Take every line from the records below that includes the word "building".

──────────

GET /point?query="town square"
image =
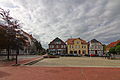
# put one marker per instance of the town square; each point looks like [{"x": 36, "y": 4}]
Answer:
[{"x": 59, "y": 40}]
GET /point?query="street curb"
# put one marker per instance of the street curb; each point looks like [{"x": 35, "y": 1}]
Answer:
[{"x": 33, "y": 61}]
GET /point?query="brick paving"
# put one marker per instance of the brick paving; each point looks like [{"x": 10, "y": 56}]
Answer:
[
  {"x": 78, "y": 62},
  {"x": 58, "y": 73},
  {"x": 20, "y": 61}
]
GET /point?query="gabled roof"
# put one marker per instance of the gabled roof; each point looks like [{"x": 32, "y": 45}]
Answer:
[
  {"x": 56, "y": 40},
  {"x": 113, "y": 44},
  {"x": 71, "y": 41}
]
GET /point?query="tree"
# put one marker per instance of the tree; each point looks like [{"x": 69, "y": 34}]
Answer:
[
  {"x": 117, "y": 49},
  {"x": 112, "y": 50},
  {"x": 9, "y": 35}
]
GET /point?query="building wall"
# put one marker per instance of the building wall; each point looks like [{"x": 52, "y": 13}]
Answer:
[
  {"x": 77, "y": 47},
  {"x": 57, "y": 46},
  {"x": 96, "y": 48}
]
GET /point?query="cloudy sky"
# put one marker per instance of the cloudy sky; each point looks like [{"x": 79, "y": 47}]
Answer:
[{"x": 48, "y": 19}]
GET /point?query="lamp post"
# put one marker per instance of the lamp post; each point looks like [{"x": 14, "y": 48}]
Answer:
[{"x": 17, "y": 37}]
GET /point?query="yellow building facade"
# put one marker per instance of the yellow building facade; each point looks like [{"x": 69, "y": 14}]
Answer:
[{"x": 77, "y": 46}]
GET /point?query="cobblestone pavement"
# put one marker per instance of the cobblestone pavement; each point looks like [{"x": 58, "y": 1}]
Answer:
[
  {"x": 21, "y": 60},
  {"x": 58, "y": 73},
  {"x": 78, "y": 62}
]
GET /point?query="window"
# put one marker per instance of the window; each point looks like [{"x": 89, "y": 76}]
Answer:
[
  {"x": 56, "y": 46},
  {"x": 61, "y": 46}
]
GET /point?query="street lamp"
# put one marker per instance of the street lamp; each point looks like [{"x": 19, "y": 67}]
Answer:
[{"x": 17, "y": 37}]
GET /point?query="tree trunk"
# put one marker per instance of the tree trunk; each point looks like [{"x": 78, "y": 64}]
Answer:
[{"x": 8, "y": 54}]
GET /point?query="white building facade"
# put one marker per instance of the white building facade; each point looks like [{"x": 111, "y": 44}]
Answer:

──────────

■ **TASK RESPONSE**:
GET /point?query="building wall"
# put one marker per instance of the building wall; each point looks like [{"x": 52, "y": 13}]
GET /point?query="yellow building facade"
# put one marker per instance of the yellow building facade; each point looks like [{"x": 69, "y": 14}]
GET /point?query="white building facade"
# put one marker per instance of the white building facade; each point looks like [{"x": 111, "y": 44}]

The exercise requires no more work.